+++ DATA TO EXAMINE +++

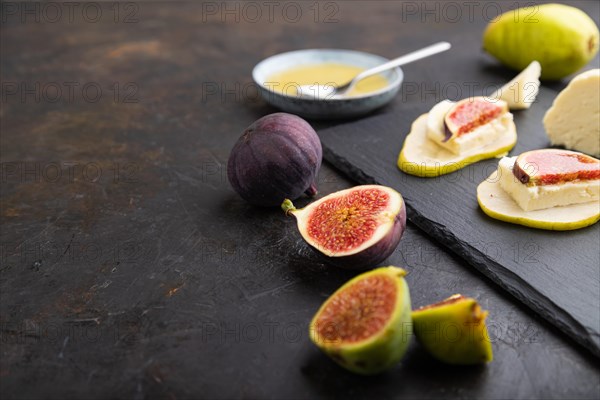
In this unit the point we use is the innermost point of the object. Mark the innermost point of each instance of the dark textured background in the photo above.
(137, 272)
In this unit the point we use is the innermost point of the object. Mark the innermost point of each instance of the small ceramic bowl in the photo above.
(333, 108)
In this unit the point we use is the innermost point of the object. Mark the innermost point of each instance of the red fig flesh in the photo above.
(277, 157)
(468, 114)
(356, 228)
(552, 166)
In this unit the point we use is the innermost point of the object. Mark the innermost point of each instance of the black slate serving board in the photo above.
(557, 274)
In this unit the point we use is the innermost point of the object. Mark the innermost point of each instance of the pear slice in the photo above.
(365, 326)
(454, 331)
(522, 90)
(423, 157)
(498, 204)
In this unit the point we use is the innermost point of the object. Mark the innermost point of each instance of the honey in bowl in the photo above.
(287, 82)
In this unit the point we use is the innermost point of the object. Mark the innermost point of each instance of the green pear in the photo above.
(561, 38)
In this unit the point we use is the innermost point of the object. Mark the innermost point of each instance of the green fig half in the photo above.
(365, 326)
(454, 331)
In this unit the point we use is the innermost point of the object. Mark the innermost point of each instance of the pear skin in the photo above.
(561, 38)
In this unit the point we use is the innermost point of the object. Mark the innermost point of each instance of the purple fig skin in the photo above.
(375, 255)
(277, 157)
(520, 174)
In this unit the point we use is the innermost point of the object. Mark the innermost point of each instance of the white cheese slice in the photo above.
(478, 138)
(541, 197)
(573, 120)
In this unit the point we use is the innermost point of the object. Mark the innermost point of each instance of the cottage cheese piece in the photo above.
(573, 120)
(531, 198)
(478, 137)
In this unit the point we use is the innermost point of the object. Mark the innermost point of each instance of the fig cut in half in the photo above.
(468, 114)
(421, 156)
(365, 325)
(454, 331)
(356, 228)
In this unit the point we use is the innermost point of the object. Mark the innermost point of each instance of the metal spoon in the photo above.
(324, 92)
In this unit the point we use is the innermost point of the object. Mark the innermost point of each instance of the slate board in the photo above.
(554, 273)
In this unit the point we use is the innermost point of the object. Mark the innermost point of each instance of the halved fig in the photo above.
(454, 331)
(552, 166)
(365, 326)
(356, 228)
(468, 114)
(421, 156)
(521, 92)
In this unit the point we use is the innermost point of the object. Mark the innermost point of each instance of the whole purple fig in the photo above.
(277, 157)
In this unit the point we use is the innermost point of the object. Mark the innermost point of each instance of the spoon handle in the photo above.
(405, 59)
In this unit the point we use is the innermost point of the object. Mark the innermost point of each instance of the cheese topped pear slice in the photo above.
(546, 189)
(454, 135)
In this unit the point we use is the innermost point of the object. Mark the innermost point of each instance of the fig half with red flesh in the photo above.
(552, 166)
(365, 326)
(469, 114)
(356, 228)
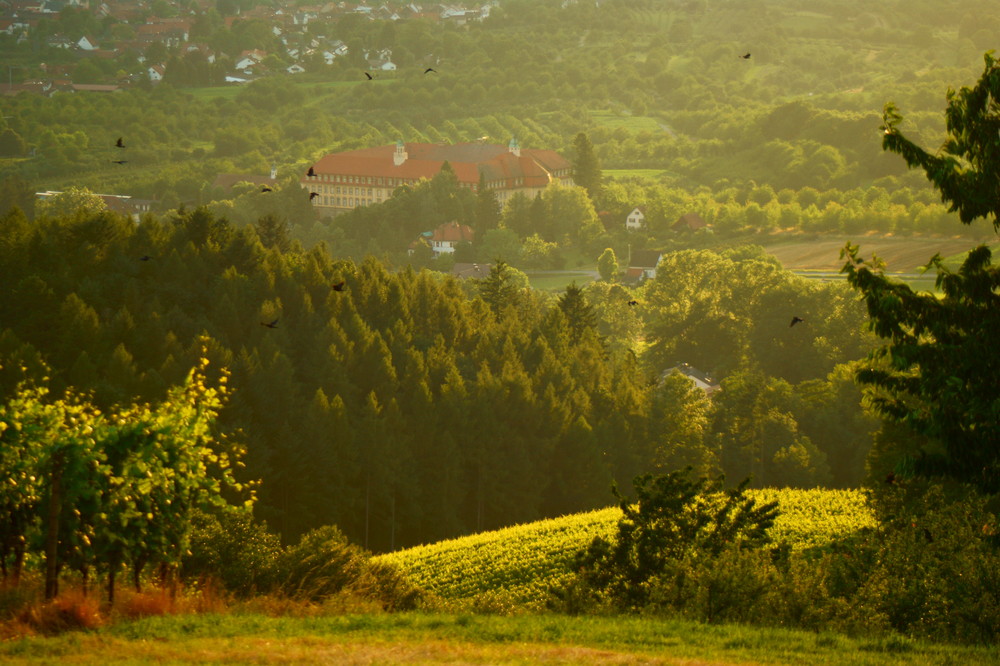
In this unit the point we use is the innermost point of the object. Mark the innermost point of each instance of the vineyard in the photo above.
(524, 561)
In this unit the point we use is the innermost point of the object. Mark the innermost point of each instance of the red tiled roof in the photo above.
(424, 160)
(453, 232)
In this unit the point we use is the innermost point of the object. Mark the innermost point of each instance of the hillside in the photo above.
(520, 564)
(900, 254)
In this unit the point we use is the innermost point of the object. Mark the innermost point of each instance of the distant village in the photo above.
(144, 33)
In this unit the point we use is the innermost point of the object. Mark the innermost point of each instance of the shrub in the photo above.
(233, 550)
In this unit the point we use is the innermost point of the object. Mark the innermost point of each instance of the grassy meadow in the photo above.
(422, 638)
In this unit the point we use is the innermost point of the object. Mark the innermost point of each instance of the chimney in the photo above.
(400, 155)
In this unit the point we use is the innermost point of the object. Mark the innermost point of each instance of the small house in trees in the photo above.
(697, 377)
(475, 271)
(642, 265)
(636, 219)
(447, 236)
(689, 222)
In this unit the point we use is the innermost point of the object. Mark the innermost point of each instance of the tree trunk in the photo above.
(52, 533)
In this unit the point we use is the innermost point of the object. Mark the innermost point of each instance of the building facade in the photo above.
(346, 180)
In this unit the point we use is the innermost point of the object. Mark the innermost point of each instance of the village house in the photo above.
(360, 177)
(689, 222)
(697, 377)
(636, 219)
(642, 265)
(447, 236)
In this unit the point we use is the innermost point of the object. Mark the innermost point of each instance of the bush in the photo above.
(234, 551)
(323, 564)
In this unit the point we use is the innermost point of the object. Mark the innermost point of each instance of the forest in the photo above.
(236, 389)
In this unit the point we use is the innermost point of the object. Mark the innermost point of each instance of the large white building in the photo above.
(354, 178)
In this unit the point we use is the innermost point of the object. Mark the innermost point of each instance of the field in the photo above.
(524, 561)
(418, 638)
(904, 255)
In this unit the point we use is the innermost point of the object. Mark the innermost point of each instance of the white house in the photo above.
(697, 377)
(447, 236)
(636, 219)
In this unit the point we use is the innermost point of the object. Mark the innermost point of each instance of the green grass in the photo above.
(648, 174)
(557, 281)
(436, 638)
(631, 123)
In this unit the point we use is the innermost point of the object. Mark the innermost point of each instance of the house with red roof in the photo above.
(446, 237)
(360, 177)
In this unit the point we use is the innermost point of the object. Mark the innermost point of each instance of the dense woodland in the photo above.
(411, 406)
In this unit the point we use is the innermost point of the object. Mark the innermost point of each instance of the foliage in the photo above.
(934, 372)
(673, 517)
(95, 490)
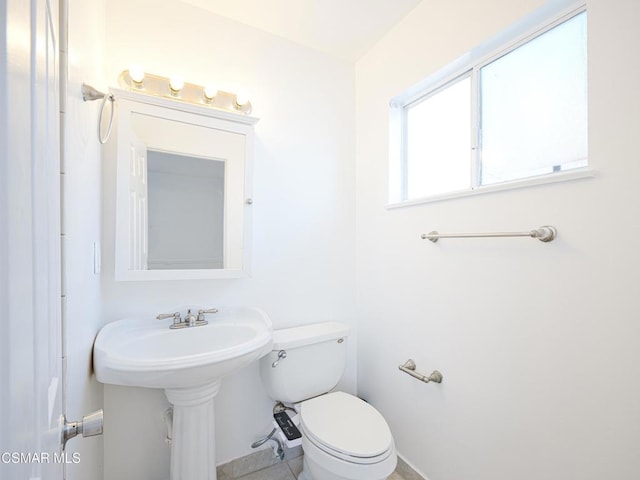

+++

◆ YOUR GOAL
Nothing but the records above, exact and without pictures, should appear in the answer.

◆ WRITTEN SOLUTION
In this unit the point we use is the innermost point of the object. Mark the innermost point of each instance of the dark textured background in the photo above.
(137, 272)
In this unit the point we use is the innermost point of the object. Mark the innermost point of each instance of the small ceramic bowl in the photo above.
(333, 108)
In this unit the point we use is the innermost point of the object. Mark the innermost point of each instance of the red fig flesh in the photo above.
(277, 157)
(468, 114)
(356, 228)
(552, 166)
In this unit the point we use is the innermost point of the object. Mark the innermost point of each instance of the black slate serving board in the photo above.
(557, 274)
In this unit the point we use is the innermost point of the object. Mark the innermost point of each instance of the pear slice in the photo above.
(365, 326)
(454, 331)
(522, 90)
(423, 157)
(498, 204)
In this unit the point we use is the innermost point of the object. Mark the innermost point of each instance of the honey in bowl in the photo above.
(287, 82)
In this unit the point we use is the innermost point of the object. Mark the innermost point of each instance of the green pear in the photo above.
(561, 38)
In this unit the point we use is the innermost point of the object. Mark the innermost point of each instance of the green fig half in the photo above.
(365, 326)
(454, 331)
In this unit the point we use is the innermost point of the object. Mark the innermost point of each instance of the pear skin in the photo above.
(561, 38)
In this unit the point we use is the innermost point of the object. Mark the innermost point of each instance of the purple fig skin in the photo above.
(375, 255)
(277, 157)
(520, 174)
In this unit the point we use is the innermost point of the object. Mark the innermost point of each instance of the white cheese slice in the photo above.
(478, 138)
(541, 197)
(573, 120)
In this unit the point we use is the innermost point of the object. Mark the innermost point of each instance of the cottage cheese piece in the photo above.
(573, 120)
(531, 198)
(478, 137)
In this unit the point we use is the innermost point of the object. Mark the innermost point of each instance of the fig cut in half in the photo above.
(468, 114)
(421, 156)
(365, 325)
(454, 331)
(356, 228)
In this unit the point we use is the innermost point of the object. Mark the innermost point of each instance of the metal spoon in the photo above.
(324, 92)
In this unit the point we use is the innermost point of the object. Mark the innermost point of each instance of the slate board in the photo above.
(554, 273)
In this unit the point we use is the innermost point of the object. Mark the innermost point of each instance of the halved fig in the photo above.
(454, 331)
(552, 166)
(365, 326)
(356, 228)
(468, 114)
(421, 156)
(521, 92)
In this unit the point we use is the innermost point of the object. Mark the innermost point of each instance of the whole purple fig in the photo above.
(277, 157)
In this unit the point we use is the innermost point of the object. Mark the innermost point of each instance of the spoon handle in the photo above.
(405, 59)
In this unit the point we use is the innermost point of the object. Mark the innermost point of each instance of the cheese topped pear slice in the photo above.
(546, 189)
(454, 135)
In this unit the point we use is the innermost point of the object. Mark the innermost point of each instance of the fig half with red flesh in the photo above.
(552, 166)
(365, 326)
(469, 114)
(356, 228)
In this unit the point we use is the innermost point of the object. Mark the innermost point of each instance of the vineyard in the photo above.
(524, 561)
In this unit the point we use is the innermost point of the object. Mark the innermost point of each instance of the red tiled roof in the photo above.
(424, 160)
(453, 232)
In this unit the point we use is the innermost point of the object. Mark the innermost point of each instance of the hillside in the photo above.
(520, 564)
(900, 254)
In this unit the point we use is the innermost point of the object. Mark the innermost point of each instance of the distant village in the photo above.
(144, 33)
In this unit the point we use is the innermost point of the object. Mark the innermost point of each instance of the shrub in the photo above.
(233, 550)
In this unit the point we use is the innermost point of the object. Mark the innermost point of each instance of the grassy meadow in the photo above.
(422, 638)
In this unit the point we use is the innermost point of the object. Mark the innermost point of each instance of the chimney in the photo above.
(400, 155)
In this unit the point we use is the innermost point of the object. Mark the innermost point of each instance of the small house in trees in the photo above.
(697, 377)
(475, 271)
(642, 265)
(636, 219)
(447, 236)
(689, 222)
In this unit the point we use is the innermost point of the object. Mark the innermost point of each instance of the tree trunk in the photo above.
(52, 533)
In this unit the point we use is the innermost point of the object. Mark the innermost point of each instance of the building facade in the photo above.
(346, 180)
In this unit the point we use is the innermost point of the object. Mark the innermost point of each instance of the village house in the photo above.
(360, 177)
(689, 222)
(697, 377)
(636, 219)
(642, 265)
(447, 236)
In this unit the point we use is the innermost point of the object. Mark the innermost point of each instance of the bush in the photo above.
(234, 551)
(323, 564)
In this unit the point we use is the innermost point of the object. Mark the innermost point of each instance of the forest in the photo above.
(236, 389)
In this unit the point we use is the innermost point of the object. Mark the innermost point of each instance of the large white building in the photo above.
(354, 178)
In this unit the point we use is the innermost point of the object. Mark the innermost point of each instance of the field in the photo above.
(524, 561)
(418, 638)
(904, 255)
In this unit the point we use is the innermost point of the object. Mark the innermost point of each instance of the white house in the photo above.
(697, 377)
(447, 236)
(636, 219)
In this unit the point we use is the innermost point of the object. Mark the innermost point of each instance of the green grass in the photo above.
(648, 174)
(557, 281)
(436, 638)
(631, 123)
In this unit the point we use is the innermost point of the object. Mark the innermost point of each instance of the house with red roof in the photo above.
(446, 237)
(360, 177)
In this unit the point we use is the innermost point of the object. Mark the innermost point of each instance of the dense woodland in the photo above.
(411, 406)
In this unit the point we use is the innermost point of the object. Mark the innermost point of each instance of the foliage in the photo above.
(934, 372)
(673, 517)
(95, 490)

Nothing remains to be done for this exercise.